In the Scottish writer Andrew Greig’s novel Electric Brae: A Modern Romance there’s another good-egg lesbian victim, Les, short for Lesley, not Lesbian. “Indomitable care-less Les” is initially presented as strong and swashbuckling. In fact, she’s wrestling another woman (at a gym). But her energy from then on is extended only for others. Nursing a silent, unrequited love for the occasionally crazed artist Kim, and some damaged tendons in her hand after Kim attacks her, Les is still enabling and understanding. And her reward for botching a relationship is to become, unsexual and unthreatening, a member of the extended heterosexual family cobbled together to take care of Kim’s daughter. This myth may be more benign, but it’s still oppressive. Lesbians can now be inserted into the body politic — as long as they don’t have sex. Don’t the armed forces have a similar policy?

■ Source material:
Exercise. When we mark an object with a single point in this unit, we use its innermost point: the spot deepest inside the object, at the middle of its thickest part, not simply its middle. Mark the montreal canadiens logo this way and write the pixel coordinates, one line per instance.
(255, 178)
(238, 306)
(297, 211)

■ Exercise description: Reproduce the passage on the novel Electric Brae, starting with "In the Scottish" and going on through "a similar policy?", but change "swashbuckling" to "daring".

■ Solution for this task:
In the Scottish writer Andrew Greig’s novel Electric Brae: A Modern Romance there’s another good-egg lesbian victim, Les, short for Lesley, not Lesbian. “Indomitable care-less Les” is initially presented as strong and daring. In fact, she’s wrestling another woman (at a gym). But her energy from then on is extended only for others. Nursing a silent, unrequited love for the occasionally crazed artist Kim, and some damaged tendons in her hand after Kim attacks her, Les is still enabling and understanding. And her reward for botching a relationship is to become, unsexual and unthreatening, a member of the extended heterosexual family cobbled together to take care of Kim’s daughter. This myth may be more benign, but it’s still oppressive. Lesbians can now be inserted into the body politic — as long as they don’t have sex. Don’t the armed forces have a similar policy?